*Written request*
In the SQL forum thread below, list each product name that the sample data inserts into the product table.

*Text shown*
+-------+
1

I have the following 2 tables (there are more fields in the real tables):

create table publisher(id serial not null primary key,
name text not null);

create table product(id serial not null primary key,
name text not null,
publisherRef int not null references publisher(id));

Sample data:

insert into publisher (id,name) values (1,'pub1'),(2,'pub2'),(3,'pub3');
insert into product (name,publisherRef) values('p1',1),('p2',2),('p3',2),('p4',2),('p5',3),('p6',3);

And I would like the query to return:

name, numProducts
pub2, 3
pub3, 2
pub1, 1

A product is published by a publisher. Now I need a list of name, id of all publishers which have at least one product, ordered by the total number of products each publisher has.

I can get the id of the publishers ordered by number of products with:

select publisherRef AS id, count(*)
from product
order by count(*) desc;

But I also need the name of each publisher in the result. I thought I could use a subquery like:

select *
from publisher
where id in (
   select publisherRef
   from product
   order by count(*) desc)

But the order of rows in the subquery is lost in the outer SELECT.

Is there any way to do this with a single sql query?

MTilsted
  • 5,425
  • 9
  • 44
  • 76

1 Answers1

2
SELECT pub.name, pro.num_products
FROM  (
   SELECT publisherref AS id, count(*) AS num_products
   FROM   product
   GROUP  BY 1
   ) pro
JOIN   publisher pub USING (id)
ORDER  BY 2 DESC;

db<>fiddle here

Or (since the title mentions "all data") return all columns of the publisher with pub.*. After products have been aggregated in the subquery, you are free to list anything in the outer SELECT.

This only lists publisher which

have at least one product

And the result is ordered by

the total number of products each publisher has

It's typically faster to aggregate the "n"-table before joining to the "1"-table. Then use an [INNER] JOIN (not a LEFT JOIN) to exclude publishers without products.

Note that the order of rows in an IN expression (or items in the given list - there are two syntax variants) is insignificant.

The column alias in publisherref AS id is totally optional to use the simpler USING clause for identical column names in the following join condition.

Aside: avoid CaMeL-case names in Postgres. Use unquoted, legal, lowercase names exclusively to make your life easier.

Erwin Brandstetter
  • 605,456
  • 145
  • 1,078
  • 1,228
+-------+
*Records provided*
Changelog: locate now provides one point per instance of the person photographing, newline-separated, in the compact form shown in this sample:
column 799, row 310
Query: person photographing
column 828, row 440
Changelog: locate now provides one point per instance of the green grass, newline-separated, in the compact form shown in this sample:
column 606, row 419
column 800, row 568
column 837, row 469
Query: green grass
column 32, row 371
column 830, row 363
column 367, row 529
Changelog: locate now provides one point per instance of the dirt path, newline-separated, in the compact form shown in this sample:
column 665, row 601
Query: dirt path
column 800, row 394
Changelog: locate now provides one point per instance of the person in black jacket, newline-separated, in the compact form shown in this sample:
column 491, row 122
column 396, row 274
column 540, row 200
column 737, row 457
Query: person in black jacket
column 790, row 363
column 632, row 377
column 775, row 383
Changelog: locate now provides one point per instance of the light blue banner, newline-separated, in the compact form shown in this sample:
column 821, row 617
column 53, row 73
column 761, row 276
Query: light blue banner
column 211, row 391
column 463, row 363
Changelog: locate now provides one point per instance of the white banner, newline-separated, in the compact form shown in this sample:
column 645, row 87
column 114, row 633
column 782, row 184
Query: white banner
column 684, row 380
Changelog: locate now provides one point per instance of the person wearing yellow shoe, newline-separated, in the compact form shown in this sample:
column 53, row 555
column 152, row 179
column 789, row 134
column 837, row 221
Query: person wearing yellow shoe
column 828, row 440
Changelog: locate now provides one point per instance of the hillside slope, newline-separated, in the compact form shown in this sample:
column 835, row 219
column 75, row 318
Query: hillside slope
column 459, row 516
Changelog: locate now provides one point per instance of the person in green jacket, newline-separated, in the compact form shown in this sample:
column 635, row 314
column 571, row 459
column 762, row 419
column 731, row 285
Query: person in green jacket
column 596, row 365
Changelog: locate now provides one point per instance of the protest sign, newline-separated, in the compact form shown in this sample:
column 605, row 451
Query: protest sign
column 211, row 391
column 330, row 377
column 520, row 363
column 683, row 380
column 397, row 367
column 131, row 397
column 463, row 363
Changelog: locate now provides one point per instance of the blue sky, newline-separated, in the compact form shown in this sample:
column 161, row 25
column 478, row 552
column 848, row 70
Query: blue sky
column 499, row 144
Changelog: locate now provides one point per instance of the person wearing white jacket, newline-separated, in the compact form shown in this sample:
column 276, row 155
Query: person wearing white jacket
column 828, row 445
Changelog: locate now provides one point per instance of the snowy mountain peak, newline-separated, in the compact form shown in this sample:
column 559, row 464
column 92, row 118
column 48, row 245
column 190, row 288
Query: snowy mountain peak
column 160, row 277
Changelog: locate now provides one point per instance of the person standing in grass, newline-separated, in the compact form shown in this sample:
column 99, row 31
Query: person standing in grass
+-------+
*The output*
p1, p2, p3, p4, p5, p6